──────── 読解文

大相撲・初場所(1月場所)の成績をもって、場所後に、豊昇龍が第74代横綱となりました。
大相撲ファンの筆者 TOPIOとしては、3月場所以降が「横綱不在の場所」となることを懸念していましたので、「豊昇龍の横綱昇進」には安堵しています。
一方、歴代横綱の昇進前の成績と比較すると、豊昇龍の昇進前成績は振るいません。振るわないどころか、直近10代くらいの横綱のケースと比較すると、「著しく振るわない」のです。
しかし、横綱になったらからには「強い横綱」になって欲しい。
そんな思いを込めて、「豊昇龍の矛綱昇進は甘すぎる」という批判を「10の指摘」としてまとめてみました。
そして、そんな「10の指摘」を踏まえて、「横綱・豊昇龍に対する今後の期待」を書かせていただきます。
- 豊昇龍の横綱昇進が甘いと批判する具体的な10の指摘
- 今後の「強い横綱・豊昇龍」に対する具体的な3つの期待
なお、筆者 TOPIOが考える「強い横綱」について、こちらの記事もお読みください。
豊昇龍が「強い横綱」を評されるための切り口が分かると思います♪
豊昇龍の横綱昇進が甘いと批判する「10の指摘」

────────────────

課題 :: 読解文によると、初場所の成績をもって場所後に第74代横綱となった力士はだれですか。

──────── 提供資料

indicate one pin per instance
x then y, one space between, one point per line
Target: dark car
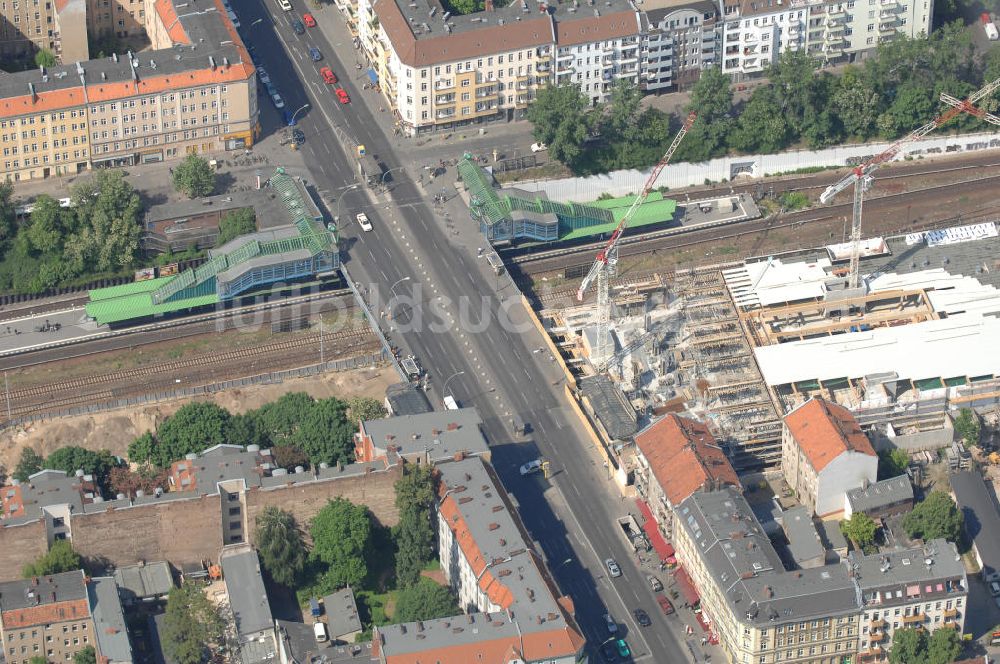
609 653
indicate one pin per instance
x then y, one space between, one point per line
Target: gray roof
247 596
300 644
616 414
406 399
440 434
491 521
896 571
341 614
881 494
803 541
144 581
109 621
982 521
42 590
206 29
44 489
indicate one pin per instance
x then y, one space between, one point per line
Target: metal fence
380 358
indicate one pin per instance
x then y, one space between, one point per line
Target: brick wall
375 489
20 545
180 531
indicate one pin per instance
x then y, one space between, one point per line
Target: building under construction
742 346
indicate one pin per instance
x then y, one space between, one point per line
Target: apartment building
47 617
757 32
825 454
136 108
679 39
514 612
763 613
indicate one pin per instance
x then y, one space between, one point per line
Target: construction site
902 331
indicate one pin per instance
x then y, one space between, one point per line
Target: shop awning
686 587
662 547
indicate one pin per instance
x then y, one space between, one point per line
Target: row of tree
891 94
298 429
55 246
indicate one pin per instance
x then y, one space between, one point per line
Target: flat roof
881 494
247 596
109 620
439 434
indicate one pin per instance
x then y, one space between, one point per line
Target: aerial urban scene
500 331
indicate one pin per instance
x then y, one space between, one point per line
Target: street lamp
291 123
444 389
340 200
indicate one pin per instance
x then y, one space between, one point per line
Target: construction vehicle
604 266
861 176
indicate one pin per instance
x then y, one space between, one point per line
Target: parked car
531 467
665 604
613 569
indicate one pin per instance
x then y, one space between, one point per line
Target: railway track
556 259
85 390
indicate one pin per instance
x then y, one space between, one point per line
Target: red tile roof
46 614
824 431
596 28
683 456
461 45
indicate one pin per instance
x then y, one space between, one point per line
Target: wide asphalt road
486 364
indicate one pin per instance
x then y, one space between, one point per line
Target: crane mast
607 258
861 175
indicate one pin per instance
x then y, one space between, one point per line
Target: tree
73 458
425 600
60 558
341 534
363 408
45 58
414 534
908 646
892 463
86 656
936 516
29 464
195 427
560 120
967 426
280 545
191 625
943 646
236 223
193 177
859 528
325 434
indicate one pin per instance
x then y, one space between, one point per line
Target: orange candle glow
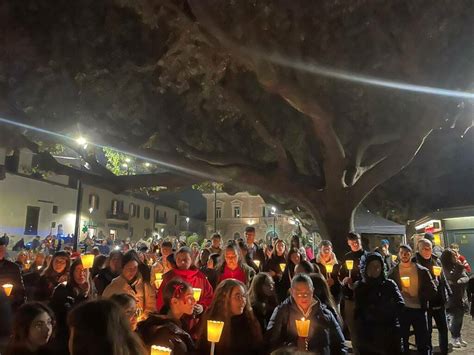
302 327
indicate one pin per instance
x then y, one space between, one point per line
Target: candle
197 294
302 327
87 260
282 267
214 330
8 289
405 281
160 350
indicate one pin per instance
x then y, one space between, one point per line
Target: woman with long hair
231 305
167 328
232 266
100 327
457 302
32 329
131 281
113 267
293 258
262 297
56 273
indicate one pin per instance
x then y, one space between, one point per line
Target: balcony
118 216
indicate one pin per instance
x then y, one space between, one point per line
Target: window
31 223
132 210
236 212
94 201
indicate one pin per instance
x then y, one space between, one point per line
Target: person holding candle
131 281
348 276
233 266
325 335
56 273
437 309
10 274
457 301
378 305
241 333
417 294
263 298
32 330
168 328
325 257
100 327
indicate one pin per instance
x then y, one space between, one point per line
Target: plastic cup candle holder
87 260
197 293
214 332
160 350
405 281
8 289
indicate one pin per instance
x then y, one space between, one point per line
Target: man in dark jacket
418 288
436 310
10 274
356 253
378 307
325 335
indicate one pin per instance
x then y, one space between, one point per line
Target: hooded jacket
325 335
378 305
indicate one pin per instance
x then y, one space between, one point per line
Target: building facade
231 214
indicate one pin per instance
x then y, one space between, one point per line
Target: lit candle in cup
302 327
282 267
160 350
405 281
196 293
8 289
87 260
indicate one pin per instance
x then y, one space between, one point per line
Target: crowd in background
136 296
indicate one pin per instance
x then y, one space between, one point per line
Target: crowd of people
270 297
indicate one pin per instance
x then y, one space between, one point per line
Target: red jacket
195 278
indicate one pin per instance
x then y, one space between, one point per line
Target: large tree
258 95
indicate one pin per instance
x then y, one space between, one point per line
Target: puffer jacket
140 290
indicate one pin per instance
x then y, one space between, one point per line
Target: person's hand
198 309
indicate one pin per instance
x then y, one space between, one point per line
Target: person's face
425 250
302 293
130 270
183 261
404 255
374 269
355 245
40 330
280 248
80 275
231 259
268 287
184 304
250 236
115 263
131 313
216 242
166 251
59 264
238 300
295 258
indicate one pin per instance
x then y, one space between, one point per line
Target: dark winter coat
325 335
378 305
427 289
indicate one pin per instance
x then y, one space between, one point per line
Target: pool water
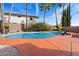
35 35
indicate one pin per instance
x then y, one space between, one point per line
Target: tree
44 7
10 16
66 17
2 16
55 5
26 16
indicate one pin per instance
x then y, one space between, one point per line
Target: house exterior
18 21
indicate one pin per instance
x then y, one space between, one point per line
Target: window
31 18
19 16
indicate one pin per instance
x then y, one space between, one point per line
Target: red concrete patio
59 46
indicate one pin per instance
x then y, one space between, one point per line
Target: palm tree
26 16
56 5
44 7
10 16
2 16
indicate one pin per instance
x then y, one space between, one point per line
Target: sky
34 9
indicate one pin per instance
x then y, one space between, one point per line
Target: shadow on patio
29 49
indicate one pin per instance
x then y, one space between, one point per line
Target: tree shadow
29 49
75 35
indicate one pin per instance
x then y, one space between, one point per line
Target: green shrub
39 27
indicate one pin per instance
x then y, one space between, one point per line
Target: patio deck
59 46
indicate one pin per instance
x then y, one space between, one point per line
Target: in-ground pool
39 35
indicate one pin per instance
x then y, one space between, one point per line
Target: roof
20 15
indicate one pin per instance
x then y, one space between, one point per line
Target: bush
39 27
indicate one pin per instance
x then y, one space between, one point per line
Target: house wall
16 22
17 19
71 29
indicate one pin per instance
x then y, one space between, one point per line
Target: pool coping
3 35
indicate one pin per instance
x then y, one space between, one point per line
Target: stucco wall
71 29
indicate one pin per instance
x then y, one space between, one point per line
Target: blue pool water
35 35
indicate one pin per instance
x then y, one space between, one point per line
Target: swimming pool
39 35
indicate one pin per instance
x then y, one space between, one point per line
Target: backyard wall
71 29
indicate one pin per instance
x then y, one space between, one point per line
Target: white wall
16 19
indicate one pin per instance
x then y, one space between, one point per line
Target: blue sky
34 9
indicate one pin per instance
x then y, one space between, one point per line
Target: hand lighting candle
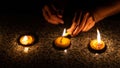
97 44
26 40
62 41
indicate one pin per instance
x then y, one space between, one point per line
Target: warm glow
98 36
65 51
64 32
26 50
26 40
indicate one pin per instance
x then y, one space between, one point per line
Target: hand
81 25
52 15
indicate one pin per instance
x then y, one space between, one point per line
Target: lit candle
62 41
26 40
97 44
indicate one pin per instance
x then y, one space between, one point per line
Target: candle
97 44
26 40
62 41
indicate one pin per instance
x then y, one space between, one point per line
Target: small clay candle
26 40
97 44
62 41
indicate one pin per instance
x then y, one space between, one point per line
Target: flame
25 39
26 50
64 32
65 51
98 36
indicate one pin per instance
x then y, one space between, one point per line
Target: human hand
52 15
82 24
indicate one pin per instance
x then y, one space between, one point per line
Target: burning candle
97 44
62 41
26 40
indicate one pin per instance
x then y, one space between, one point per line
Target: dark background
23 17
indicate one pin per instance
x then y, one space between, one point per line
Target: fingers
90 23
81 25
51 18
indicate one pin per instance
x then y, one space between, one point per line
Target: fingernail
62 22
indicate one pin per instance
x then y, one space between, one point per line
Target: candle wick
61 40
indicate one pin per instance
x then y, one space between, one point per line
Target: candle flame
26 50
64 32
25 39
98 36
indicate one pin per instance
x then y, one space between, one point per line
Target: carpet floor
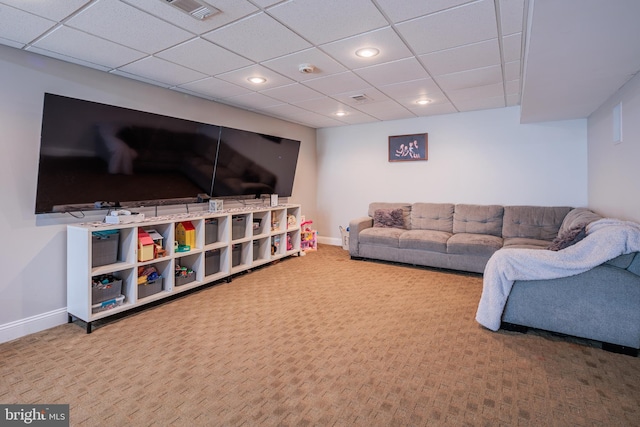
321 340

────────────────

解答例 :: 豊昇龍です。